[[ Record set, beginning ]]
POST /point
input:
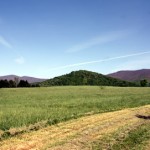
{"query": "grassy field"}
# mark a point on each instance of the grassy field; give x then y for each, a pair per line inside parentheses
(24, 106)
[[ Record set, end ]]
**Instructions to follow:** Return each record as written, minus its images.

**Answer to this exercise:**
POST /point
input:
{"query": "grassy field"}
# mark a point on each instance of the grassy field; give x then y for each, a pair per line inside parentheses
(24, 106)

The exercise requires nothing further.